#### [Exercise objective]
How many lines in the records below contain the string "point"? Case counts. Give only the number.

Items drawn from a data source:
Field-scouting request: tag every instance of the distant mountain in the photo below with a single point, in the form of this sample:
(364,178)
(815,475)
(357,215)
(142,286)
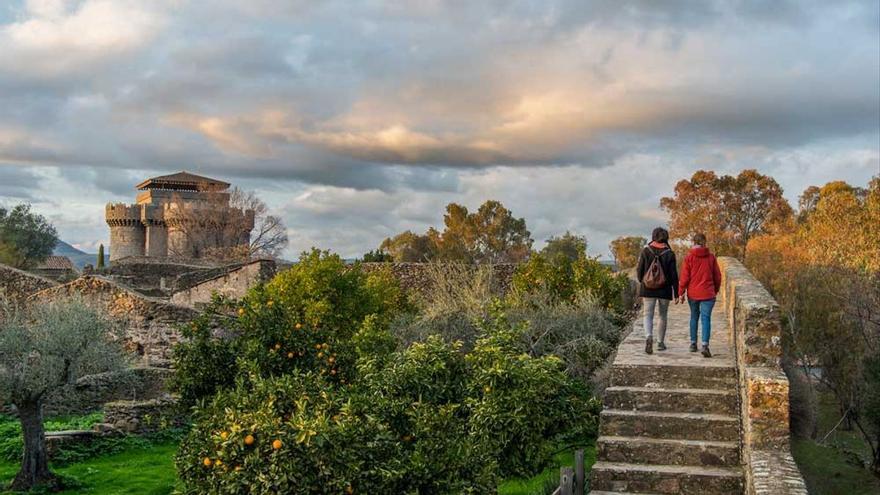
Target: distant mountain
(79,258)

==

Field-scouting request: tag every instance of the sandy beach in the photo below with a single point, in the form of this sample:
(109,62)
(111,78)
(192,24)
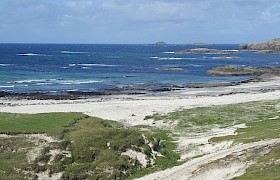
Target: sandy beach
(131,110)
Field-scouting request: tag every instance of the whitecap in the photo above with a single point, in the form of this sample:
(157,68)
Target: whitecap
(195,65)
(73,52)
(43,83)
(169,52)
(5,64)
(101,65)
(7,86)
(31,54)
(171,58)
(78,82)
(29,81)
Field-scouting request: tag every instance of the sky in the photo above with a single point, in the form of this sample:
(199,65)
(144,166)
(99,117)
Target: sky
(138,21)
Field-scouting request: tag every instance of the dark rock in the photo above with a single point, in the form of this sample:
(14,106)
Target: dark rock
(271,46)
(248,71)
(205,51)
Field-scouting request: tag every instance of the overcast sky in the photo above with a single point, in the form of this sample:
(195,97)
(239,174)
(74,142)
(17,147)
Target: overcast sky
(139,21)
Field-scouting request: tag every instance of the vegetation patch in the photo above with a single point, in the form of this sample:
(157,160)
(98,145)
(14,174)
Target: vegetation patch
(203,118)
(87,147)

#### [Answer in full]
7